*Prompt:* Using the agreement excerpt below, mark each statement yes or no and quote the exact words that settle it. (a) The Initial Term lasts twelve months from the Agreement Effective Date. (b) Each Renewal Term lasts two years. (c) Information the receiving party develops independently counts as Confidential Information.

14. Term and Termination.

This Agreement will remain in effect for twelve (12) months from the Agreement Effective Date (“Initial Term”). Upon expiration of the Initial Term and any Renewal Term, this Agreement shall automatically renew, as long as there are active subscriptions on the account, for a period of one (1) year (each, a “Renewal Term”) unless either party gives thirty (30) days’ prior written notice of its desire not to renew the Agreement upon expiration of, as applicable, the Initial Term or current Renewal Term. Unless otherwise agreed upon by the parties, upon renewal of any subscription, such subscription will be governed by the terms and conditions set forth herein. In the event any Services are terminated early, Customer is liable to PointofIT for any accrued Service charges set forth in the applicable PointofIT Cloud Solutions Provider Quote(s) and any early termination fees imposed by its suppliers for the termination of any Services prior to the end of the subscription term. PointofIT or its suppliers may immediately suspend Customer’s use of the Services if: (1) it is reasonably needed to prevent unauthorized access to Customer Data; (2) Customer fails to respond to a claim of alleged infringement or violation of third-party rights; (3) Customer does not pay any amounts owing to PointofIT or its suppliers when due; or (4) Customer violates any term or condition of this Agreement or any policy governing the Services.

15. Confidentiality.

As used in this Agreement “Confidential Information” means all information of either party that is not generally known to the public, whether of a technical, business, or other nature, that is provided by one party (the disclosing party) to the other party (the receiving party) and that has been identified as being proprietary and/or confidential or that by the nature of the circumstances surrounding the disclosure reasonably ought to be treated as proprietary and confidential. Confidential Information may include information originally disclosed to the disclosing party by its suppliers or other third parties. Each party agrees to retain in confidence, and to require its employees and contractors to retain in confidence, all Confidential Information of the other party and will make no use of such Confidential Information except pursuant to this Agreement. The receiving party will not disclose any Confidential Information of the disclosing party to any person other than its employees or contractors who need to know the same in the performance of their duties. The receiving party will protect and maintain the confidentiality of all Confidential Information of the disclosing party with reasonable care. The receiving party will be liable to the disclosing party for any non-compliance by its employees or contractors. Confidential Information does not include any information that (a) was in the receiving party’s lawful possession prior to its disclosure by the disclosing party; (b) is later lawfully obtained by the receiving party from a third party not under an obligation of confidentiality; (c) is independently developed by the receiving party; or (d) is, or later becomes, available to the public through no breach of an obligation of confidentiality.

*Entries supplied:*

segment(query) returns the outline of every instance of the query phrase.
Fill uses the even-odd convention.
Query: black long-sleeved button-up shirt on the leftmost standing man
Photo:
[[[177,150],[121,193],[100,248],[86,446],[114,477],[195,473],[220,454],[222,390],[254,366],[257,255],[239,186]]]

* * *

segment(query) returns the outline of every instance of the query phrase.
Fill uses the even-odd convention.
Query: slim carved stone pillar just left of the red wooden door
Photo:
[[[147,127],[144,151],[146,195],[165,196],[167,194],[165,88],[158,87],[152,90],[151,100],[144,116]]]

*Answer to this problem:*
(a) Yes: "This Agreement will remain in effect for twelve (12) months from the Agreement Effective Date"
(b) No: "for a period of one (1) year (each, a “Renewal Term”)"
(c) No: "Confidential Information does not include any information that" … "(c) is independently developed by the receiving party"